** GIVEN RECORDS **
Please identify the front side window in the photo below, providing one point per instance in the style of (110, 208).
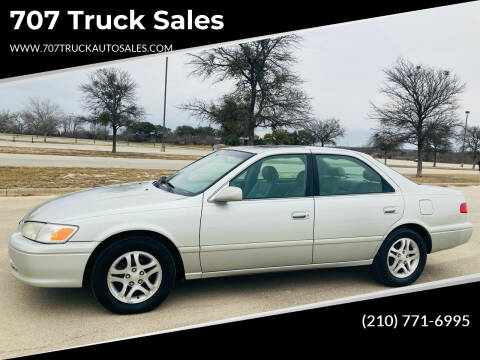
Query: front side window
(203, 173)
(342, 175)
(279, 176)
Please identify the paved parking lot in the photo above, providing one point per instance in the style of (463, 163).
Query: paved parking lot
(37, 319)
--
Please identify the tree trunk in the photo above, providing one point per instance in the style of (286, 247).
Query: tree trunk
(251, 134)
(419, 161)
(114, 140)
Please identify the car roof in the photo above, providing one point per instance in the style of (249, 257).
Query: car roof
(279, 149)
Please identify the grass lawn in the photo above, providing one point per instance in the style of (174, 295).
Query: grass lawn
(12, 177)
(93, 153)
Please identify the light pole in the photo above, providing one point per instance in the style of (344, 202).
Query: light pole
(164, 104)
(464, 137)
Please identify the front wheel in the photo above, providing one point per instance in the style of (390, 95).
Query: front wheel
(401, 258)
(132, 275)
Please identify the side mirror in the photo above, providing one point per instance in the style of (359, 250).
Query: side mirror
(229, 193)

** REQUIREMENT **
Could you restate, word for word, the lines above from the one with "Query: light pole" to the one with "Please identify the side", both included?

** OUTPUT OF THE EXERCISE **
Query: light pole
(164, 104)
(464, 137)
Please identify the front wheel in the photo above, providing one point per instance in the style of (390, 95).
Query: front wheel
(401, 258)
(132, 275)
Please identify the side mirror in the photo above, providing one point per instance in the style of (359, 250).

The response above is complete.